DATA LISTING:
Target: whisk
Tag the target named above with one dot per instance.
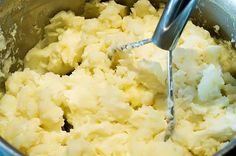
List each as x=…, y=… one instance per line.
x=166, y=36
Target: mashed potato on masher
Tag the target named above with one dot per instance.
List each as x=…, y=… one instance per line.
x=71, y=99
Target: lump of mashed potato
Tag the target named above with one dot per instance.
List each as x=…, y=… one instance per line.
x=71, y=100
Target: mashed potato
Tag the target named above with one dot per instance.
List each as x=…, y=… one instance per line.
x=119, y=109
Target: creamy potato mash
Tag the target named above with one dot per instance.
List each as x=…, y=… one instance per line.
x=118, y=107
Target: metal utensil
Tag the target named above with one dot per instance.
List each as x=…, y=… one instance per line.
x=166, y=36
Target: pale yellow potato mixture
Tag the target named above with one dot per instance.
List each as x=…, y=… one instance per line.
x=118, y=107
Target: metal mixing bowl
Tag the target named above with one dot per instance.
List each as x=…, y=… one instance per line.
x=22, y=23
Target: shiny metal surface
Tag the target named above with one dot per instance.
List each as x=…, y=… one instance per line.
x=28, y=18
x=172, y=23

DIRECTIVE:
Reproduce all of the data above, substituting "point" for every occurrence of "dot" and leaving everything else unchanged. Omit the pictures.

WORKED SOLUTION:
Target: whisk
Tag the target named above with one point per instance.
List each as x=…, y=… one instance per line.
x=166, y=36
Target: mashed potato on masher
Tag the target named above with one point per instance.
List each as x=…, y=… one instance per line.
x=71, y=99
Target: lump of mashed potato
Tag the target named above with one point per instance.
List each as x=…, y=… one instance per line.
x=71, y=100
Target: mashed potato
Tag the target named above with one point per instance.
List each as x=…, y=… one instance per line.
x=119, y=109
Target: creamy potato mash
Tag the target named above with one point per instance.
List each as x=…, y=… one instance per line.
x=118, y=107
Target: metal utensil
Tag the target named above with one point per instance.
List each as x=…, y=… one instance per line.
x=166, y=36
Target: pale yellow potato mixture
Tag the target named above with one point per instance.
List each as x=…, y=… one instance per line.
x=118, y=107
Target: metal mixing bowl
Tag the target named above with one point per instance.
List each as x=…, y=… one instance per line.
x=22, y=23
Target: shiny metal surface
Tag the target named above with one point per instance.
List each as x=…, y=… one instance per line.
x=28, y=18
x=172, y=23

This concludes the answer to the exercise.